[Your objective] Retype the following rows word for word, without changing anything.

Records pointing to named objects

::::::::

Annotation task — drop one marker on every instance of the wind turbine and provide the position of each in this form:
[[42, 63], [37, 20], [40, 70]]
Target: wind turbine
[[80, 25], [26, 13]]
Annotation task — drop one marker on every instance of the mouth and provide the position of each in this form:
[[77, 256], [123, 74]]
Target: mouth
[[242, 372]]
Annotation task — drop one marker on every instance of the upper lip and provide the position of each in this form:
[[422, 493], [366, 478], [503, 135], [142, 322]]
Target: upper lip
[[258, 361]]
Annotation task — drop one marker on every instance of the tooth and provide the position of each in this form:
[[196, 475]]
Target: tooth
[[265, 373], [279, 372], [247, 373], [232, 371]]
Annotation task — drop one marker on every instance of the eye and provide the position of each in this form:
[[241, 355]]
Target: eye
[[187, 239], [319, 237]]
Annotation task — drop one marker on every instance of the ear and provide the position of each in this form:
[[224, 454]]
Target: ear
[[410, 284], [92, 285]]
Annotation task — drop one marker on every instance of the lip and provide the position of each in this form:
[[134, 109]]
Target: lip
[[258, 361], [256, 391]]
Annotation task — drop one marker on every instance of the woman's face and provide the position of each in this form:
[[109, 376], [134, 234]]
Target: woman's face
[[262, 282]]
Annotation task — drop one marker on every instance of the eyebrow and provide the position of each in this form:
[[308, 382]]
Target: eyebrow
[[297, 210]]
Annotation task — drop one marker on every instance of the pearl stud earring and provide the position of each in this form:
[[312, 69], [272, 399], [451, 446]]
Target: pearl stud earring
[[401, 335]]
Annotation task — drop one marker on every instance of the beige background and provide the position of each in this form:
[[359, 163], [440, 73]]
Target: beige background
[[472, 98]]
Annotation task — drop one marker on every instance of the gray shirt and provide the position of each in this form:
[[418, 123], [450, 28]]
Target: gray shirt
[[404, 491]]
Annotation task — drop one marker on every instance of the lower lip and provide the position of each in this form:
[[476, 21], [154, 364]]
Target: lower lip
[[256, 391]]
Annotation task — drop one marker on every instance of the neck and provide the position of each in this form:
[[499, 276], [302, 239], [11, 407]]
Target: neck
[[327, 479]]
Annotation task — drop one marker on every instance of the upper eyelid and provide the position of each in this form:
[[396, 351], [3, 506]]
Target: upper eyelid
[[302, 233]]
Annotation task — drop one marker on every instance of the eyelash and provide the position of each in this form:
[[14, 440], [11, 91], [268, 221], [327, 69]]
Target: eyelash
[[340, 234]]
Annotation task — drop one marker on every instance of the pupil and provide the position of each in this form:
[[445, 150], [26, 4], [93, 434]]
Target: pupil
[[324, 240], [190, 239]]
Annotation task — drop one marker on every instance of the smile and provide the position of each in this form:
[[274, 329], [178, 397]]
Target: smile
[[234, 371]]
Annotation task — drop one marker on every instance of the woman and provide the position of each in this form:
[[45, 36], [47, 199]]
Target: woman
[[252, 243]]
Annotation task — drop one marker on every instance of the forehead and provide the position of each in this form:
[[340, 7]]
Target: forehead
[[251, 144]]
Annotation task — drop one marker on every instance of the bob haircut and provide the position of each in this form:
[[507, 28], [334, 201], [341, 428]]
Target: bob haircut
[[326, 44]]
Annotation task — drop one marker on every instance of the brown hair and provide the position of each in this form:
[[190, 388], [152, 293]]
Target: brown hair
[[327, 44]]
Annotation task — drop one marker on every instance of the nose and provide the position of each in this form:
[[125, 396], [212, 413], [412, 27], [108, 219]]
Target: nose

::::::::

[Answer to this task]
Annotation task — drop one marker on every instance of the wind turbine and provide the position of each in this form:
[[42, 63], [37, 20], [40, 70]]
Target: wind turbine
[[80, 25], [26, 13]]
Annotation task — drop one marker on every instance of the mouth and provide the position of each in this form:
[[77, 256], [123, 74]]
Target: mouth
[[242, 372]]
Annotation task — drop one marker on every instance of the upper lip and provide the position of each in this form:
[[422, 493], [366, 478], [503, 135], [142, 322]]
Target: upper lip
[[258, 361]]
Annotation task — drop one marker on every instance of the tooth and provide the position of each in this form:
[[196, 475]]
Target: tooth
[[265, 373], [279, 372], [247, 373], [232, 371]]
Annotation task — drop one marker on every instance of the eye and provide the position of each in this form:
[[241, 355]]
Target: eye
[[187, 239], [319, 237]]
Annotation task — drop one marker on every instance of the ear and provide the position of each in this form:
[[224, 454]]
Target: ear
[[410, 284], [92, 285]]
Annotation task — drop one marker on every instance of the lip and provide the position of each in this form:
[[134, 109]]
Target: lip
[[258, 361], [256, 391]]
Annotation task — drop one marker on every instance of the woman's face and provide the position of each in this form:
[[109, 376], [134, 234]]
Target: woman's face
[[262, 282]]
Annotation task — drop one marker on every instance of the eyebrow and provide the position of each in this form:
[[308, 382]]
Target: eyebrow
[[297, 210]]
Annotation task — drop one marker on every instance of the pearl stud earring and provide the position of each in this form:
[[312, 69], [272, 399], [451, 446]]
Target: pearl stud earring
[[401, 335]]
Annotation task — drop one marker on every instance of the beige background and provide the position of each in this form:
[[359, 163], [440, 73]]
Target: beige background
[[472, 98]]
Annotation task — drop one marker on every instance of the gray shirt and provide the position of each in this form:
[[418, 123], [450, 28]]
Target: gray shirt
[[404, 491]]
Annotation task — drop one marker on every instance of the lower lip and provide the position of each in this form:
[[476, 21], [154, 364]]
Target: lower lip
[[256, 391]]
Annotation task — drop one marker on every instance of the neck and provide the position of each in this form:
[[499, 276], [302, 239], [11, 407]]
Target: neck
[[327, 479]]
Annotation task — drop one marker on every instance of the upper eyelid and provide the position of each in this form:
[[396, 351], [3, 506]]
Target: upper eyelid
[[302, 233]]
Annotation task — drop one marker on every instance of the eyelash and provide the position of each in this form:
[[14, 440], [11, 91], [268, 221], [327, 69]]
Target: eyelash
[[340, 234]]
Annotation task — drop one marker on every instance of the pupil and provide the position of each in this form:
[[445, 150], [26, 4], [93, 434]]
Target: pupil
[[324, 240], [190, 239]]
Annotation task — drop one marker on every instance of the smile and provide the position of each in this form:
[[274, 329], [178, 397]]
Target: smile
[[234, 371]]
Annotation task — drop one marker on every instance of the woman and provide the position of each in this form:
[[45, 36], [47, 199]]
Target: woman
[[252, 243]]
Annotation task — drop one marker on every instance of the forehead and provide the position of each in this form:
[[340, 7]]
Target: forehead
[[251, 144]]
Annotation task — drop one marker on every instance of the bob haircut and provide the position of each in this form:
[[507, 28], [334, 201], [341, 428]]
Target: bob haircut
[[326, 44]]
Annotation task — drop one marker on every instance of the brown hair and provide the position of each in this form:
[[190, 388], [152, 293]]
Target: brown hair
[[327, 44]]
Annotation task — drop one marker on every instance of the nose and provide the position of each in this form:
[[125, 396], [212, 413], [412, 27], [108, 219]]
Target: nose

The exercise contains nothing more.